- Written instruction
Copy all of the data below, swapping every "sitting on" for "placed on" and keeping everything else unchanged. Omit the pictures from your copy.
## START Information provided
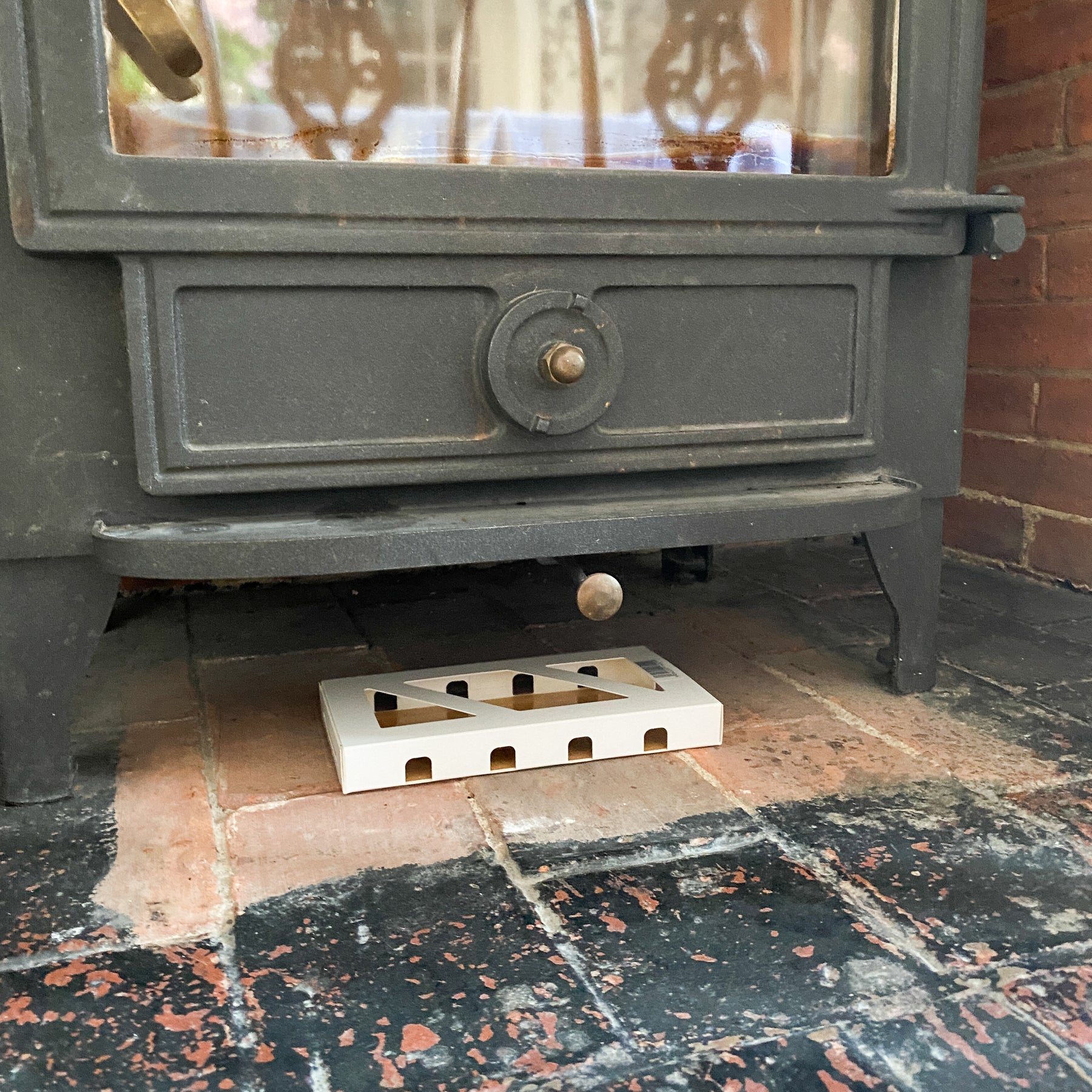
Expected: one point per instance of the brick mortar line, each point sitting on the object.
(1048, 579)
(1033, 374)
(1039, 442)
(1026, 506)
(1059, 78)
(1037, 158)
(551, 920)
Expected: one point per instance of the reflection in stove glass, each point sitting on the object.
(772, 87)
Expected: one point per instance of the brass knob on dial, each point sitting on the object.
(564, 364)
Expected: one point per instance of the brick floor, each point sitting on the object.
(854, 891)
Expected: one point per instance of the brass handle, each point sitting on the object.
(157, 39)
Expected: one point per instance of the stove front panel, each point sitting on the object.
(256, 374)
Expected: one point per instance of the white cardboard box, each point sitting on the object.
(513, 715)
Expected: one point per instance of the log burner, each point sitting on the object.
(322, 286)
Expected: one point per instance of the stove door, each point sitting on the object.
(252, 374)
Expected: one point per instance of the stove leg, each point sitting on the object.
(53, 612)
(908, 566)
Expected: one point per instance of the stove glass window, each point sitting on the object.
(768, 87)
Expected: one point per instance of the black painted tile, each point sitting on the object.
(1059, 999)
(430, 977)
(812, 573)
(1013, 595)
(139, 1019)
(52, 857)
(1079, 630)
(974, 880)
(737, 944)
(409, 585)
(820, 1062)
(259, 622)
(1075, 699)
(1006, 650)
(963, 1043)
(1010, 718)
(824, 625)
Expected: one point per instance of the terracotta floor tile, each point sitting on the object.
(595, 800)
(278, 848)
(163, 875)
(817, 756)
(952, 746)
(267, 723)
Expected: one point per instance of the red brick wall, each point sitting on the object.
(1026, 497)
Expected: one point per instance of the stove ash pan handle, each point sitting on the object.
(994, 223)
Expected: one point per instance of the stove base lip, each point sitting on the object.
(311, 544)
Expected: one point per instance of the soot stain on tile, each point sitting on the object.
(52, 857)
(420, 979)
(965, 1042)
(815, 1062)
(746, 944)
(692, 835)
(977, 884)
(139, 1019)
(1057, 999)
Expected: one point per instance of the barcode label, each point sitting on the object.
(655, 669)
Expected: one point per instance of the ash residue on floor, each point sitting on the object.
(857, 891)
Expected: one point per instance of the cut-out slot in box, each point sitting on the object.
(513, 715)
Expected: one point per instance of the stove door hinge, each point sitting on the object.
(994, 222)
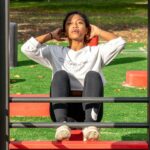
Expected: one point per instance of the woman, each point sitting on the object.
(77, 70)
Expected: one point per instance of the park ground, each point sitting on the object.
(127, 18)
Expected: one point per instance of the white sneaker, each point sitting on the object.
(90, 133)
(63, 133)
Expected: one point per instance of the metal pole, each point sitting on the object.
(4, 128)
(148, 74)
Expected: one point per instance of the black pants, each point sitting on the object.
(81, 112)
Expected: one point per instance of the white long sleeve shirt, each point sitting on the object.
(76, 63)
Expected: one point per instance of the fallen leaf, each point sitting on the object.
(17, 76)
(40, 76)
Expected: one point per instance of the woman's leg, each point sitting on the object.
(60, 87)
(93, 87)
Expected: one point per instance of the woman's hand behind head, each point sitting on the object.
(94, 31)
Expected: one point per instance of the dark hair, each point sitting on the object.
(85, 18)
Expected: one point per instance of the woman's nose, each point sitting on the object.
(75, 25)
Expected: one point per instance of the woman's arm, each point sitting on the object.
(56, 34)
(95, 31)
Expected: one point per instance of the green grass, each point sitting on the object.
(29, 77)
(108, 14)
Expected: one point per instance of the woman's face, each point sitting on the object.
(75, 28)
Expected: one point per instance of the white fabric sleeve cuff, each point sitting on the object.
(34, 42)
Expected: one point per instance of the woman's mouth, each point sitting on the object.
(75, 31)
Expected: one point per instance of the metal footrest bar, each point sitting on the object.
(77, 125)
(80, 99)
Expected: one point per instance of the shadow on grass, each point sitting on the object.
(126, 60)
(26, 63)
(12, 81)
(136, 136)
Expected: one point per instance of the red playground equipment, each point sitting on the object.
(75, 142)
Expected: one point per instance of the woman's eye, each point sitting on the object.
(80, 22)
(69, 23)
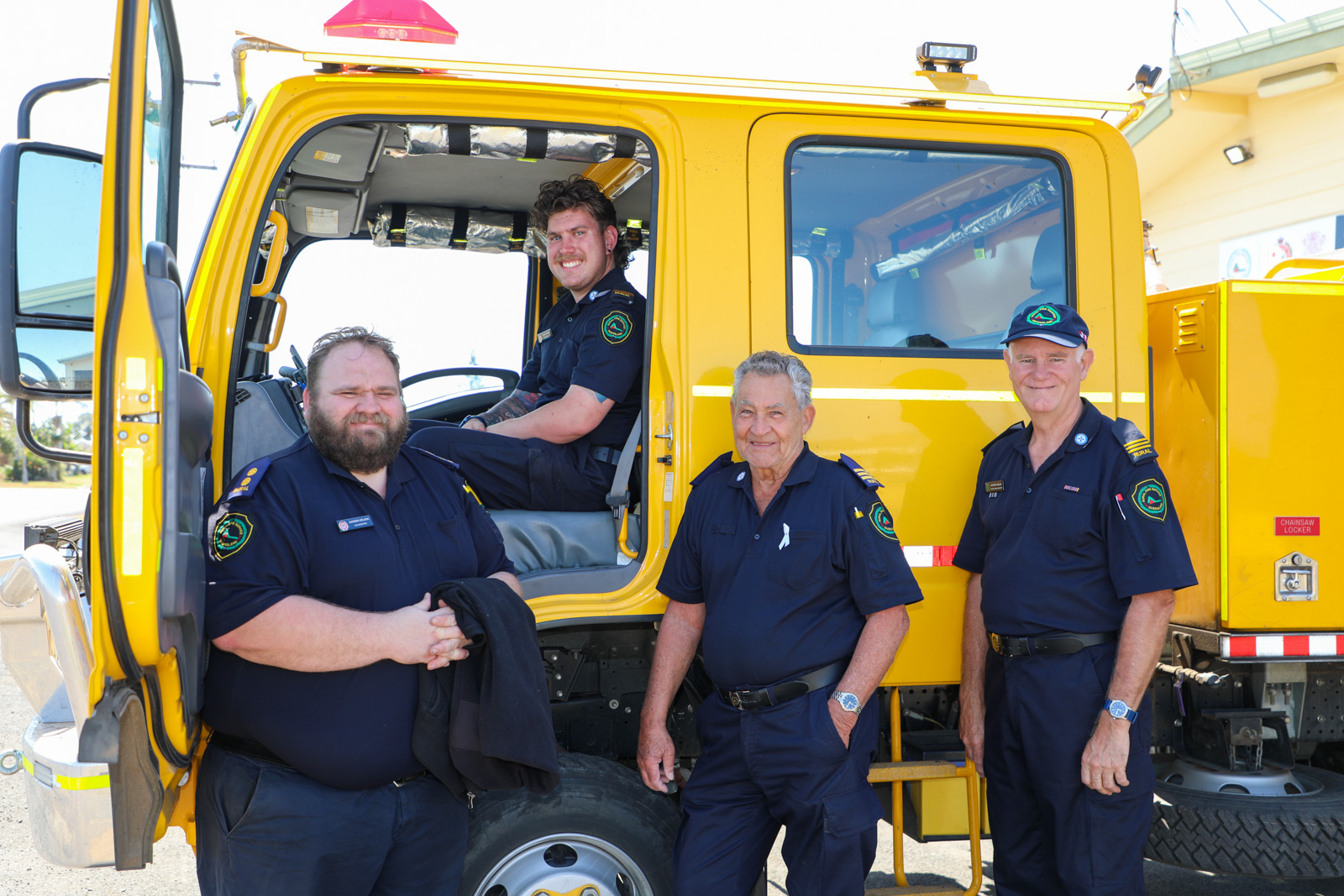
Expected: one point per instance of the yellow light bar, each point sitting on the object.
(682, 83)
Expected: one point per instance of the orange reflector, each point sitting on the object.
(391, 20)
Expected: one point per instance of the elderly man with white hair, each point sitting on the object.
(788, 566)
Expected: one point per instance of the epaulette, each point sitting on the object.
(1136, 445)
(430, 454)
(245, 485)
(1016, 427)
(869, 479)
(723, 459)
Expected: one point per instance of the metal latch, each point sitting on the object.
(1296, 578)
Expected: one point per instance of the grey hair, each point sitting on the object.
(774, 364)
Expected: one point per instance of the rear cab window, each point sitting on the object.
(914, 249)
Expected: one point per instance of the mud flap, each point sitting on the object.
(118, 735)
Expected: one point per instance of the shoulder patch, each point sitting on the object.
(1016, 427)
(617, 327)
(230, 535)
(1136, 445)
(430, 454)
(245, 484)
(869, 479)
(719, 463)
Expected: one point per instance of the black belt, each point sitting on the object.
(774, 694)
(255, 750)
(605, 454)
(1059, 644)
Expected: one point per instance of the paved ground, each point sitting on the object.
(172, 873)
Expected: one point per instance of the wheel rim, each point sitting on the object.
(1270, 782)
(562, 864)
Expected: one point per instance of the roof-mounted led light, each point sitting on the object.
(954, 55)
(391, 20)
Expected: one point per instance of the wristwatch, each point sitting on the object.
(1120, 710)
(848, 701)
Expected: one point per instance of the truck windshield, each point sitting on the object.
(916, 248)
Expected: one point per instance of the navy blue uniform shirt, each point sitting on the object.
(1065, 548)
(296, 523)
(790, 591)
(596, 343)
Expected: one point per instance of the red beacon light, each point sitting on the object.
(390, 20)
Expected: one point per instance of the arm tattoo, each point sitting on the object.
(515, 405)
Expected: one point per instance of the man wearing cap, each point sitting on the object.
(1074, 553)
(790, 567)
(555, 443)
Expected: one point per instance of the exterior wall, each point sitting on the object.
(1297, 174)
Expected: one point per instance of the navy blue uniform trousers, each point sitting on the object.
(528, 474)
(1052, 835)
(264, 828)
(763, 768)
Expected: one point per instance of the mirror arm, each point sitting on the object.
(31, 98)
(22, 422)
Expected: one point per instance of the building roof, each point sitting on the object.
(1207, 89)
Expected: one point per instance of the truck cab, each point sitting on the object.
(884, 235)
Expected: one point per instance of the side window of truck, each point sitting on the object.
(898, 248)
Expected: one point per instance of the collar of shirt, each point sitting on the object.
(609, 281)
(804, 470)
(1088, 426)
(396, 473)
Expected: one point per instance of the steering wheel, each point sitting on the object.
(53, 380)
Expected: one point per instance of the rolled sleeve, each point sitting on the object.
(1146, 544)
(878, 573)
(259, 574)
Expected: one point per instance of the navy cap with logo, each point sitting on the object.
(1055, 322)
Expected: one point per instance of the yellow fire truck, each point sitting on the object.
(886, 235)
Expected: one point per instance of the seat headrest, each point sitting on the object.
(1047, 262)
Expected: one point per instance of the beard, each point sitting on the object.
(362, 452)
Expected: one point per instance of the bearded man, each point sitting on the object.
(320, 560)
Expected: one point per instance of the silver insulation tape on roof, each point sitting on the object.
## END Information provided
- Output of the task
Expected: one point per instance of the brick mortar line, each point placed on the object.
(1048, 579)
(1033, 374)
(1039, 442)
(1026, 506)
(1059, 78)
(1037, 158)
(551, 920)
Expected: one point per instance of the reflection in stove glass, each point placed on the object.
(772, 87)
Expected: one point per instance of the brass knob on dial, each point placed on the object.
(564, 364)
Expected: one point per instance of the brick floor, each point placed on the object.
(854, 891)
Expected: one point per instance of the brass handle, each point placed on the object.
(157, 39)
Expected: one point per instance of the stove front panel, each point placed on the object.
(256, 374)
Expected: one point per instance of the white cardboard box, each point placed on the object.
(513, 715)
Expected: one point per instance of the log burner, each point placed on the object.
(322, 286)
Expected: one point per instance of the stove door, each point placed on the object.
(252, 374)
Expected: one point per instance of the stove leg, each point placed on the object.
(53, 612)
(908, 566)
Expected: one point per instance of the stove glass window, each point placed on the object.
(768, 87)
Expected: one point per instance of the black painted tile, each point placed on the object.
(1059, 999)
(430, 977)
(812, 573)
(1013, 595)
(139, 1019)
(52, 857)
(1079, 630)
(974, 880)
(737, 944)
(409, 585)
(820, 1062)
(259, 622)
(1075, 699)
(1006, 650)
(963, 1043)
(1010, 718)
(824, 625)
Expected: one point per instance of the terracotta floor tile, each point placed on the object.
(595, 800)
(278, 848)
(163, 875)
(817, 756)
(952, 746)
(267, 723)
Expected: one point per instance of the red brick wall, each point placed on the object.
(1026, 497)
Expected: one point per instance of the stove ash pan handle, each point placed on the object.
(994, 223)
Expected: one point per instance of the stove base lip, each point placed on the object.
(311, 544)
Expected: one point per instance of the soot stain on tile, each point placed on the object.
(52, 857)
(420, 979)
(965, 1042)
(815, 1062)
(746, 944)
(692, 835)
(977, 884)
(139, 1019)
(1057, 999)
Expected: one point per instance of the barcode label, each point placed on the object.
(655, 669)
Expected: one point per instance of the ash residue on floor, each point placed on the object.
(857, 891)
Expected: one point per instance of the cut-out slot in box, each point placed on the object.
(513, 715)
Expected: one point per instance of the stove door hinge, each point placed on the object.
(994, 222)
Expected: one point per instance of the woman, each point placed on the object.
(77, 70)
Expected: one point per instance of the park ground, each point placed on the object.
(127, 18)
Expected: one point per instance of the white sneaker, each point placed on the object.
(90, 133)
(63, 133)
Expected: one point per instance of the metal pole, each point placed on the object.
(4, 128)
(148, 74)
Expected: one point per instance of the black pants, each point placed on the object.
(81, 112)
Expected: one point per instance of the white long sleeve shirt, each point placed on the object.
(76, 63)
Expected: one point per instance of the fallen leaf, each point placed on the object.
(17, 76)
(40, 76)
Expected: one point per instance of the woman's leg, each point placed on the object.
(60, 87)
(93, 87)
Expected: one point per instance of the woman's hand behind head, each point placed on the object.
(94, 31)
Expected: one point per instance of the dark hair, each point placed on the object.
(85, 18)
Expected: one point per instance of the woman's nose, each point placed on the object.
(75, 25)
Expected: one point per instance of the woman's arm, each point placed on the object.
(56, 34)
(95, 31)
Expected: one point per instance of the green grass, each point placed on the object.
(29, 77)
(108, 14)
Expected: one point per instance of the woman's face, each point placed on the object.
(75, 28)
Expected: one point per instance of the white fabric sleeve cuff, each point placed on the object.
(34, 42)
Expected: one point per instance of the woman's mouth, each point placed on the object.
(75, 31)
Expected: one point per instance of the metal footrest bar, each point placed on the object.
(77, 125)
(80, 99)
Expected: one point per instance of the shadow on grass, each point placed on the object.
(126, 60)
(26, 63)
(12, 81)
(136, 136)
Expected: one point per instance of the red playground equipment, each point placed on the object.
(75, 142)
Expected: one point per instance of the woman's eye, each point placed on the object.
(80, 22)
(69, 23)
Expected: one point per instance of the yellow light bar, each point placed on the object.
(682, 83)
Expected: one point per instance of the orange reflector, each point placed on the object.
(391, 20)
Expected: one point per instance of the elderly man with white hair, each point placed on the object.
(788, 566)
Expected: one point per instance of the epaulette, each point placed on the object.
(1136, 445)
(430, 454)
(245, 485)
(1016, 427)
(869, 479)
(723, 459)
Expected: one point per instance of the metal latch, each point placed on the object.
(1296, 578)
Expected: one point per instance of the grey hair, each point placed on the object.
(774, 364)
Expected: one point per instance of the rear cab window, each point placed on the object.
(914, 249)
Expected: one point per instance of the mud flap, each point placed on the object.
(118, 735)
Expected: one point per instance of the shoulder patch, each point placed on the object.
(1016, 427)
(617, 327)
(230, 535)
(1136, 445)
(430, 454)
(245, 484)
(869, 479)
(719, 463)
Expected: one point per instance of the black belt, each point placed on the object.
(774, 694)
(255, 750)
(605, 454)
(1059, 644)
Expected: one point per instance of the paved ground, each point placed on the object.
(172, 873)
Expected: one point per instance of the wheel rim, each point placed on the object.
(1270, 782)
(562, 864)
Expected: one point per instance of the roof-mounted led light, each point placed on the object.
(954, 55)
(391, 20)
Expected: one point per instance of the wristwatch, each point placed on the object.
(1120, 710)
(848, 701)
Expected: one point per instance of the truck windshield, each point placed on the object.
(916, 248)
Expected: one point per instance of the navy blue uniform shirt, each point placed on the object.
(1065, 548)
(296, 523)
(790, 591)
(596, 343)
Expected: one point per instance of the red beacon light, each point placed on the object.
(390, 20)
Expected: one point per instance of the arm tattoo, each point placed on the object.
(515, 405)
Expected: one point per instance of the man wearing cap, each point placed on the object.
(1074, 553)
(790, 567)
(555, 443)
Expected: one point per instance of the exterior wall, each point placed on the object.
(1297, 174)
Expected: one point per instance of the navy blue uniform trousers, each point placed on the object.
(528, 474)
(1052, 835)
(264, 828)
(763, 768)
Expected: one point per instance of the mirror arm, each point placed on the object.
(31, 98)
(22, 422)
Expected: one point per instance of the building roof, each point placed on the object.
(1207, 89)
Expected: one point per instance of the truck cab, each point placed on the object.
(884, 235)
Expected: one point per instance of the side window of truck, each point placed on the object.
(898, 248)
Expected: one point per instance of the collar of shirt, each point placed on the object.
(609, 281)
(804, 470)
(1088, 426)
(396, 473)
Expected: one point per instance of the steering wheel, each point placed on the object.
(53, 380)
Expected: one point per instance of the rolled sleeve, each point placed on the object.
(1146, 544)
(878, 573)
(259, 574)
Expected: one point per instance of the navy cap with logo, each point placed on the object.
(1055, 322)
Expected: one point per instance of the yellow fire truck, each point placed on the object.
(886, 235)
Expected: one point per instance of the seat headrest, each point placed on the object.
(1047, 262)
Expected: one point per instance of the beard, each point placed on the object.
(362, 452)
Expected: one point per instance of the bearded man, each point placed on the object.
(320, 560)
Expected: one point per instance of the silver insulation tape on roof, each point placed on the object.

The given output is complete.